DATA RECORDS:

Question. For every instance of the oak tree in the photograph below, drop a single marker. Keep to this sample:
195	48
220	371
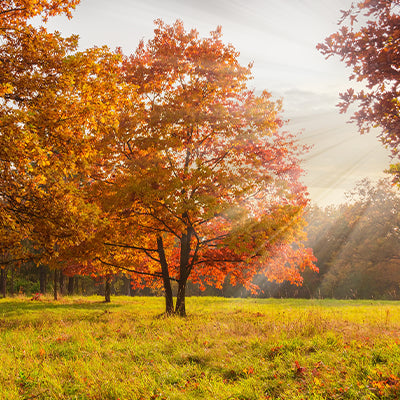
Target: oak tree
55	104
368	42
201	182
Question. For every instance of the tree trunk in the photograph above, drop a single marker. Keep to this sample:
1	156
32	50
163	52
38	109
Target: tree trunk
61	281
107	290
128	287
180	299
42	279
55	283
169	301
3	282
184	271
70	286
12	280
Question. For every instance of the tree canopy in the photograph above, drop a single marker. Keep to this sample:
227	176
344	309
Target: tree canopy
202	181
368	42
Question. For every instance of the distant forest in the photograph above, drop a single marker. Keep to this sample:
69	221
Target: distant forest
356	244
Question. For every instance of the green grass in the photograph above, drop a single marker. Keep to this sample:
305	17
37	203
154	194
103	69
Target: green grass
82	348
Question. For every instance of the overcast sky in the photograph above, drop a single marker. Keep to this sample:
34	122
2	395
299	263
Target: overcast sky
280	38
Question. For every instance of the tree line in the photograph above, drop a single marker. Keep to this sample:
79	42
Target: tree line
356	244
166	166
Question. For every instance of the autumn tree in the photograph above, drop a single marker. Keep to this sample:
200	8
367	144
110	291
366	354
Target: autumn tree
369	43
56	103
202	183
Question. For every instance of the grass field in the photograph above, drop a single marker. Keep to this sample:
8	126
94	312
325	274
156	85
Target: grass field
82	348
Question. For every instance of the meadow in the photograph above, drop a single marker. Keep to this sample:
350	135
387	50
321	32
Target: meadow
82	348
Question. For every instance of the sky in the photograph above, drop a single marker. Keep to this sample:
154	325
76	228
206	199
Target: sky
280	37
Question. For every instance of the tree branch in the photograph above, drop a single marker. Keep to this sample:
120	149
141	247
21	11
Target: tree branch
133	270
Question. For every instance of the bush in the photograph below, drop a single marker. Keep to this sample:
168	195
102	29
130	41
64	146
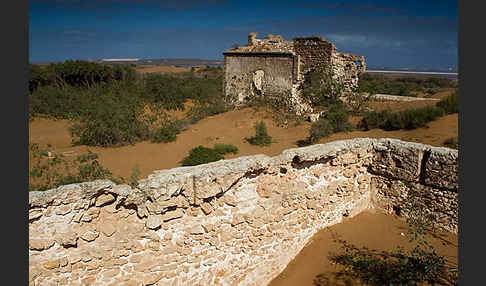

WHAT THE TASK ASKS:
Take every line above that includes "below" and list it.

RESPONSE AREA:
Question. For every instance of the oak tree in the photograph below, drop a single marker. Keep to this sample:
Question. For every instance of the bush in the photograph below, drop a single marker. Keep to this sample:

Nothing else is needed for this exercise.